The records —
┄┄┄┄┄┄┄┄┄┄
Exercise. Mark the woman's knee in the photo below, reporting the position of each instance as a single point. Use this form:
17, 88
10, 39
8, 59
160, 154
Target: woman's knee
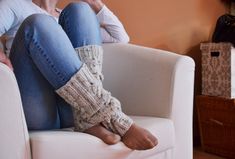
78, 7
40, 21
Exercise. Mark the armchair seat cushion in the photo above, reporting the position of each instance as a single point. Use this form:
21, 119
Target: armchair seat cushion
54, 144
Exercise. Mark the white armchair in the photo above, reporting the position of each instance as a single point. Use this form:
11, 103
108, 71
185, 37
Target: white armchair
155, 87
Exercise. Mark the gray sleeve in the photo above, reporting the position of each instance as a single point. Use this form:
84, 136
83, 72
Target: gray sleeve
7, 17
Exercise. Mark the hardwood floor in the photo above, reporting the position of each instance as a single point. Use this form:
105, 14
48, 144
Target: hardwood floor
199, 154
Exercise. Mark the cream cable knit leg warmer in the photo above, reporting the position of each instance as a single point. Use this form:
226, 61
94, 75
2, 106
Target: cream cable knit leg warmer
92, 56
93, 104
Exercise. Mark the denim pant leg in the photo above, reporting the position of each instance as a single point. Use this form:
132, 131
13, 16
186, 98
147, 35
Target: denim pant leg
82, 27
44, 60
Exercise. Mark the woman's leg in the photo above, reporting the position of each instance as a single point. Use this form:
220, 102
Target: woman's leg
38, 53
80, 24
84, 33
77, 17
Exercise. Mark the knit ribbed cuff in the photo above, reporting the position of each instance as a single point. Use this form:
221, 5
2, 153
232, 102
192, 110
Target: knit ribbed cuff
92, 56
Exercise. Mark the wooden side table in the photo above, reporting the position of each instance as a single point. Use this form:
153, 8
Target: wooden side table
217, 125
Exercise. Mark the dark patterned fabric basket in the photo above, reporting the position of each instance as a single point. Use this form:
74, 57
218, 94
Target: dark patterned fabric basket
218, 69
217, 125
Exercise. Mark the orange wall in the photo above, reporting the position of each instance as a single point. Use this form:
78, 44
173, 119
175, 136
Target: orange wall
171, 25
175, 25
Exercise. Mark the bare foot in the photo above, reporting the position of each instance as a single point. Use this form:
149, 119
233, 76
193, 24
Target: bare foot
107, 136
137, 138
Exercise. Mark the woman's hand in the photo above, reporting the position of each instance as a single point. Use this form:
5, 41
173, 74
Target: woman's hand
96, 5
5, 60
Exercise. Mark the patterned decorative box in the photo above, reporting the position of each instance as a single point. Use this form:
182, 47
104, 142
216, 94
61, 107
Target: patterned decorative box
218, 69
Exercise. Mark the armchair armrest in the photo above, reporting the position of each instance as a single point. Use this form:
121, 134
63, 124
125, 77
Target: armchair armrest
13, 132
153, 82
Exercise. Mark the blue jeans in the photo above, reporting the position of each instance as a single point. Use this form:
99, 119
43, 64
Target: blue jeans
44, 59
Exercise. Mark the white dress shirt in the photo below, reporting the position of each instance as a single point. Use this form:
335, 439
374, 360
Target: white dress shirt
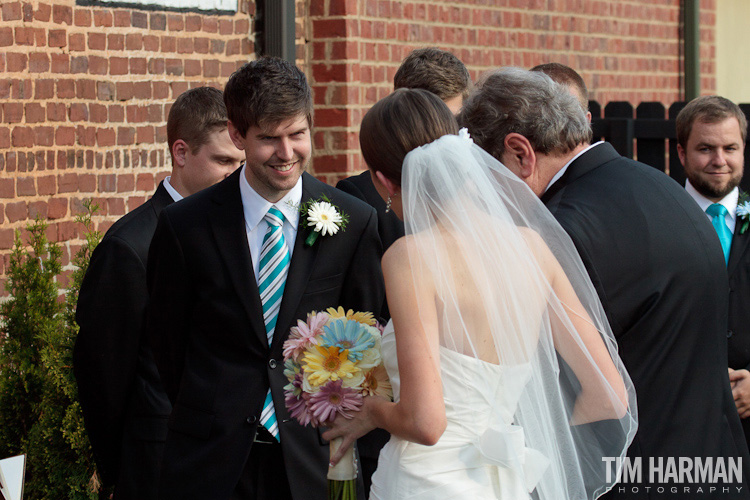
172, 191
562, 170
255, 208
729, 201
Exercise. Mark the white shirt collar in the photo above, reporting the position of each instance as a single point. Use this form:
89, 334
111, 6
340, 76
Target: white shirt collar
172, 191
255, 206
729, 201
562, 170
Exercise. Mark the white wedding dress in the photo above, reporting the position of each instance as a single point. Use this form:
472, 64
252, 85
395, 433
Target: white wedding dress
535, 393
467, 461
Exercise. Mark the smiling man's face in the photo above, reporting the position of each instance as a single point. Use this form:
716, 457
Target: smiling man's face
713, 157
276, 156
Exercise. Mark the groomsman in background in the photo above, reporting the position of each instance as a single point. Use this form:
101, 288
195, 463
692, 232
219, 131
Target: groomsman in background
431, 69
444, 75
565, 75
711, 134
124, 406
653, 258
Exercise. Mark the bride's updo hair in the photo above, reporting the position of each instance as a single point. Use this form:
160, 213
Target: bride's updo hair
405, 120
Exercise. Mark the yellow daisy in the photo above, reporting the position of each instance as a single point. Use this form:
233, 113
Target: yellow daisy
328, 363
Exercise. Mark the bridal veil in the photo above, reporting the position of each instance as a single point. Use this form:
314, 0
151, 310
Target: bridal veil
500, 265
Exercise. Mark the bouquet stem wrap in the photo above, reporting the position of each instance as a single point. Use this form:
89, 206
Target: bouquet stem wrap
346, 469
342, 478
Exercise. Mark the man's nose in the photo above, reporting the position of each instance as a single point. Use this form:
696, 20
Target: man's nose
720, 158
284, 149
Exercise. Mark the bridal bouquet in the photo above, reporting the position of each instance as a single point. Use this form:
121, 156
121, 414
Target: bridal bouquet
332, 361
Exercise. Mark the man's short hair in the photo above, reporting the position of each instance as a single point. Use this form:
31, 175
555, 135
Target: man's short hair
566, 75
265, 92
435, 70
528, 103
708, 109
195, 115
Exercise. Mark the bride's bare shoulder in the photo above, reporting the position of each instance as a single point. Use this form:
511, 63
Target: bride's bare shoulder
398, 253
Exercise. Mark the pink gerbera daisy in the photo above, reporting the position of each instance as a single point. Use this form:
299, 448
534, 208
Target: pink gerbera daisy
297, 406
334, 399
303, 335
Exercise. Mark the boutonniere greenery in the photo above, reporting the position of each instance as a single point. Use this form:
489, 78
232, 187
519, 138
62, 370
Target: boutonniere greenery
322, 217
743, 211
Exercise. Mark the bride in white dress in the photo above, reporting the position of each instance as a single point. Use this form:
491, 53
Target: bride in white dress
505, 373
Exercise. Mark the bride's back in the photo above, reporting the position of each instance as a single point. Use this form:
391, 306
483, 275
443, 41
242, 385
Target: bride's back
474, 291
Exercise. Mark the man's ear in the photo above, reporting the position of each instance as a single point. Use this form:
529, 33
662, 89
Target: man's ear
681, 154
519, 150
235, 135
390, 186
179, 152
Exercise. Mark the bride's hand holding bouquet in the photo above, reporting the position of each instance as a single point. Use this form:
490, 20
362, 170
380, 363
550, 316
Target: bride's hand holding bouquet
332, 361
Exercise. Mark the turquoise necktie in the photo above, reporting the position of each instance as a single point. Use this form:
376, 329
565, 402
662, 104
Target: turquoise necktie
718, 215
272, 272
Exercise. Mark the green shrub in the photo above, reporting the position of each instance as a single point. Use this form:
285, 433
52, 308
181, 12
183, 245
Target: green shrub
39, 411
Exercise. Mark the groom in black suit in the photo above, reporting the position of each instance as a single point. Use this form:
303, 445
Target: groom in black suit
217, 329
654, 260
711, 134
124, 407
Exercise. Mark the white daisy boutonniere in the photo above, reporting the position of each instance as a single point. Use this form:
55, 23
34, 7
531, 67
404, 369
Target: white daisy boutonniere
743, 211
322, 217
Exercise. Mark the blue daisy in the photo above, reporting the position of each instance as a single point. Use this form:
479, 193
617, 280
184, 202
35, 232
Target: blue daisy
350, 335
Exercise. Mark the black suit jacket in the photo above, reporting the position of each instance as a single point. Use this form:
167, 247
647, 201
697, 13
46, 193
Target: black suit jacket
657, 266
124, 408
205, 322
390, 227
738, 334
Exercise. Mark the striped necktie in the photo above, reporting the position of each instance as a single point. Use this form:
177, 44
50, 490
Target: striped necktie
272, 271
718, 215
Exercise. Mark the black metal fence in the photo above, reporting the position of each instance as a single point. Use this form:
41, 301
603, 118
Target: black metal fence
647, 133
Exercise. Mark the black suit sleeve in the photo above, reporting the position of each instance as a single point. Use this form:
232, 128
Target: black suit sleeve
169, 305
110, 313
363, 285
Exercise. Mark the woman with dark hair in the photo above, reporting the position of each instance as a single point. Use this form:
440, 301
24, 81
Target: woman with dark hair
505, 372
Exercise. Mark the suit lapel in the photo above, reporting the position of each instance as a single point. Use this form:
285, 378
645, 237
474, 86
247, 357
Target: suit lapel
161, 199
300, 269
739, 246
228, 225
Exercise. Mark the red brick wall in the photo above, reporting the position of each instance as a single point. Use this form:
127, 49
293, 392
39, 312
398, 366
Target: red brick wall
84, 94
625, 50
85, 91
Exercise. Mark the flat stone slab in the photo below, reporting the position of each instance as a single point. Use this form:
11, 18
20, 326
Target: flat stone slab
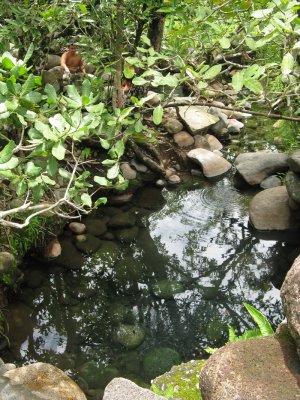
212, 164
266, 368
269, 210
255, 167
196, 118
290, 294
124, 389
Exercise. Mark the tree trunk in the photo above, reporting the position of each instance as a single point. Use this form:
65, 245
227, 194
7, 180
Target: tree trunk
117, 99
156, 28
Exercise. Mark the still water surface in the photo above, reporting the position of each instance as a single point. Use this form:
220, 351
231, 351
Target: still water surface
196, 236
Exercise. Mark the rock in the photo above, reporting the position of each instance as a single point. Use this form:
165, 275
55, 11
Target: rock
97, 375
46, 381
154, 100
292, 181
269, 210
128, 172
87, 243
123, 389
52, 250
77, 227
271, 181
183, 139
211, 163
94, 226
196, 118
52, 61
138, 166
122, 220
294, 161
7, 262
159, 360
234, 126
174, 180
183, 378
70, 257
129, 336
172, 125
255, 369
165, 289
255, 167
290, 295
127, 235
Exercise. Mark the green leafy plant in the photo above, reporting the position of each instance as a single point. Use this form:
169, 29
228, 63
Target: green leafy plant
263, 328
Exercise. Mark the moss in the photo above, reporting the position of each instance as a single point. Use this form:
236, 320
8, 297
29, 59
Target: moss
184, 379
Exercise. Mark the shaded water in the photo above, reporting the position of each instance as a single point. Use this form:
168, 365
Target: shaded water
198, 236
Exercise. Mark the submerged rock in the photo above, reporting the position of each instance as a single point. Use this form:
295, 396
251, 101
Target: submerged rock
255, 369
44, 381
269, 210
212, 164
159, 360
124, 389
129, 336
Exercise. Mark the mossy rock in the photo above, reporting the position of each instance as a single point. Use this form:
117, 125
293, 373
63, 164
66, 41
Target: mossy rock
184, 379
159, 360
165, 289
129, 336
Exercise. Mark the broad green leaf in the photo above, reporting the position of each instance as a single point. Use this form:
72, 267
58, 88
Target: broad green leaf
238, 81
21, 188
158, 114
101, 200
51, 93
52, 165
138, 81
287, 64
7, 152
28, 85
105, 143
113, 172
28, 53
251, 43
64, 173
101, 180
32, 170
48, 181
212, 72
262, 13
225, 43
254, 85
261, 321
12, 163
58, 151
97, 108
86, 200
┄┄┄┄┄┄┄┄┄┄
Problem to work on —
Counting only lines that hold "below", report how many there are in the records above, as a bare number.

Response area —
3